(EXERCISE INSTRUCTIONS): Recast every line of the items below as a Markdown table with the columns "Row" and "Line," numbering each row and skipping blank lines. Omit the pictures.

(GIVEN RECORDS):

================

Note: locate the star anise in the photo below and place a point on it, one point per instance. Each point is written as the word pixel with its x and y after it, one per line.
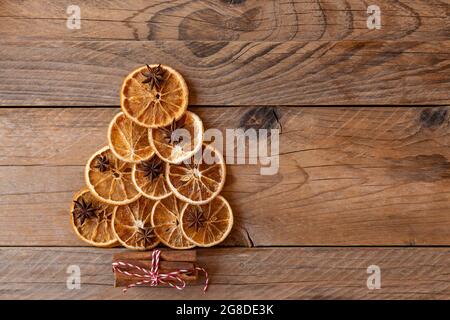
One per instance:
pixel 152 168
pixel 196 219
pixel 84 210
pixel 169 136
pixel 154 76
pixel 102 163
pixel 146 235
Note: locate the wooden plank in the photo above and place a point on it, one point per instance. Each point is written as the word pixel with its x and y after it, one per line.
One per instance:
pixel 249 20
pixel 266 273
pixel 347 176
pixel 89 73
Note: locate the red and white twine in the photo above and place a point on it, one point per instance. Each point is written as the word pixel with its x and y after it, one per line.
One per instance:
pixel 153 277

================

(TASK OUTPUT):
| Row | Line |
|---|---|
| 1 | Note: locate the star anise in the photo below and place a point on it, one point per instance. Each point is written as the word pixel with its x and y after it, one per line. |
| 2 | One per instance: |
| 3 | pixel 152 168 |
| 4 | pixel 196 219 |
| 5 | pixel 84 210 |
| 6 | pixel 169 136 |
| 7 | pixel 154 76 |
| 8 | pixel 102 163 |
| 9 | pixel 146 235 |
| 10 | Note: locate the wooden plank in the photo above and place a point on it, one point per instance. Each point is written as the word pixel with its x and y after it, one per line. |
| 11 | One per instance: |
| 12 | pixel 249 20 |
| 13 | pixel 266 273 |
| 14 | pixel 347 176 |
| 15 | pixel 89 73 |
| 16 | Note: locate the red and white twine in the photo above and place a point on it, one point per instance. Each point is written as the word pixel with its x and y after it, one per line. |
| 17 | One per instance: |
| 18 | pixel 153 277 |